SET EXERCISE
Please rewrite the Good Friday devotional starting at "Pray this Psalm, repeating" and ending at "rest. (Psalm 22:1-2)", renaming "fortress" as "stronghold" wherever it occurs.

--- Start READING PASSAGE ---

Good Friday
- Bill Berger
- Mar 29, 2024
- 2 min read
Pause:
As I enter this time of prayer, I put away all distractions, take a deep breath, and listen to what the Holy Spirit is going to speak to me about today.
Pray this Psalm, repeating the words slowly, a few times:
Turn your ear to me, come quickly to my rescue;be my rock of refuge, a strong fortress to save me…
Into your hands I commit my spirit; deliver me, Lord, my faithful God.
~Psalm 31:2,5
Reflect:
My God, my God, why have you forsaken me? Why are you so far from saving me, so far from my cries of anguish?2 My God, I cry out by day, but you do not answer, by night, but I find no rest. (Psalm 22:1-2)

--- End READING PASSAGE ---
--- Start EXTRACTED INFORMATION ---

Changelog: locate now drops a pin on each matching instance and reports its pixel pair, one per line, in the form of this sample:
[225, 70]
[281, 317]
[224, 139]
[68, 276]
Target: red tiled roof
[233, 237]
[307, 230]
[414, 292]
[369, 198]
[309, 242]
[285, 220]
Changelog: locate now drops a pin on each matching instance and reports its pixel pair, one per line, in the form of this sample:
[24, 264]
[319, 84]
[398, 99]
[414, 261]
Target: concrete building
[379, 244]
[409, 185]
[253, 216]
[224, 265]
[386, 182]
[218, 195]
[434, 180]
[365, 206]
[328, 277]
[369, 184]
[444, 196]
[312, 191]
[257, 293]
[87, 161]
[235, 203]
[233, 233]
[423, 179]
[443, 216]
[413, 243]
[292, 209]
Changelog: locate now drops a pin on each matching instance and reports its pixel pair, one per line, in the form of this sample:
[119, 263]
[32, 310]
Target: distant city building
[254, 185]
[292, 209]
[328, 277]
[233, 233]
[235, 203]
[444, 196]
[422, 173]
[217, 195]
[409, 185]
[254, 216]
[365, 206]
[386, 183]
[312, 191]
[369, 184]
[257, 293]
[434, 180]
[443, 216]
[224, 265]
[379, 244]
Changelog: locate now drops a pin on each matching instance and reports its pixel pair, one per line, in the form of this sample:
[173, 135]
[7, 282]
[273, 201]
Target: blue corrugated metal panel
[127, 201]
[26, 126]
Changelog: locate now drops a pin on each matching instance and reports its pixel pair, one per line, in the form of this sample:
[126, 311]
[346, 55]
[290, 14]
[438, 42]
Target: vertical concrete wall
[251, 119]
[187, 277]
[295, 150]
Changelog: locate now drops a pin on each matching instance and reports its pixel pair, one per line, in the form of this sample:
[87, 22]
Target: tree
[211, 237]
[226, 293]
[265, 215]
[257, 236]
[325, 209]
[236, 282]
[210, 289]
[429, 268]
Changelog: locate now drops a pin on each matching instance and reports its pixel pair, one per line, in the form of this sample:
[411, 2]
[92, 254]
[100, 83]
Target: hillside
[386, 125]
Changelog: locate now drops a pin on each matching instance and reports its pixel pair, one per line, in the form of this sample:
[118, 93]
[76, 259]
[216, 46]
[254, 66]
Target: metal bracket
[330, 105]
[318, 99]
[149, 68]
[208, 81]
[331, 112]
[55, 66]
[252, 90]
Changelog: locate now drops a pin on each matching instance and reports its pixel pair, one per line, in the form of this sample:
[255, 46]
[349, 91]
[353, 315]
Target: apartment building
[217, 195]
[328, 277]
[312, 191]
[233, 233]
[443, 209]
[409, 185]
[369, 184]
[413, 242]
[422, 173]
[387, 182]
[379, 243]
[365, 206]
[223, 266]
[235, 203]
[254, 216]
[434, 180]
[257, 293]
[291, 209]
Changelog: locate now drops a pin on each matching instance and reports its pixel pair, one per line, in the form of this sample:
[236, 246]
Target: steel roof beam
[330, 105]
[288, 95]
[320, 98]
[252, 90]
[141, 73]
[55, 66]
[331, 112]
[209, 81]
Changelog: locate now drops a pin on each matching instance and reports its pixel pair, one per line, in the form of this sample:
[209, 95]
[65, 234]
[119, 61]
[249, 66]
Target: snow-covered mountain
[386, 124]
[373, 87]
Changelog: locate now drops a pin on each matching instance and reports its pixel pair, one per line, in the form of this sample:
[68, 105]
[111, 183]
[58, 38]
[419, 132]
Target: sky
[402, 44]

--- End EXTRACTED INFORMATION ---

WRITTEN RESPONSE
Pray this Psalm, repeating the words slowly, a few times:
Turn your ear to me, come quickly to my rescue;be my rock of refuge, a strong stronghold to save me…
Into your hands I commit my spirit; deliver me, Lord, my faithful God.
~Psalm 31:2,5
Reflect:
My God, my God, why have you forsaken me? Why are you so far from saving me, so far from my cries of anguish?2 My God, I cry out by day, but you do not answer, by night, but I find no rest. (Psalm 22:1-2)